**REQUIREMENT**
Reproduce the rows below, swapping "snow-covered path" for "icy trail" wherever it occurs and leaving the rest untouched.

**EXCERPTED DATA**

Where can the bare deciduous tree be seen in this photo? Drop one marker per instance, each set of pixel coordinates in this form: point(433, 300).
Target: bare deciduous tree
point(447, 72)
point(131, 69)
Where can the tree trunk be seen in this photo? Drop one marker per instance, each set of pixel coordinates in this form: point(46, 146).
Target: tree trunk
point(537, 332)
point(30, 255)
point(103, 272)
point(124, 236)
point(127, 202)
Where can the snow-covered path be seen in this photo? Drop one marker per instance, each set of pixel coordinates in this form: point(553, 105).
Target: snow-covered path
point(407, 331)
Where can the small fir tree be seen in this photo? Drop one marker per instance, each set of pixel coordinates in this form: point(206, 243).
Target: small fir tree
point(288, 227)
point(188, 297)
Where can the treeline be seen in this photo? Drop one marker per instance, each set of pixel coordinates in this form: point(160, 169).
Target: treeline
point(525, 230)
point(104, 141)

**RESULT BELOW**
Where can the bare deciduous tree be seen in this photo? Drop one marker per instance, each set of pixel coordinates in this form: point(433, 300).
Target: bare deciduous tree
point(447, 72)
point(131, 69)
Where can the tree trunk be seen in this photo? Drop one marker per instance, each set of pixel coordinates in this form: point(46, 146).
Target: tree trunk
point(537, 332)
point(30, 255)
point(103, 272)
point(124, 236)
point(127, 202)
Where can the icy trail be seen in this photo? Drop one marker per instance, each set of pixel coordinates in this form: point(553, 105).
Target: icy trail
point(407, 331)
Where can the small fir tree be seen in this photo? Drop one marker per instance, each set of pixel coordinates in this form: point(206, 243).
Target: small fir tree
point(288, 227)
point(188, 297)
Where can the treeline be seen in this photo? Drop one marker per instance, each set of pixel coordinates in this form: point(160, 169).
Target: treeline
point(525, 230)
point(104, 141)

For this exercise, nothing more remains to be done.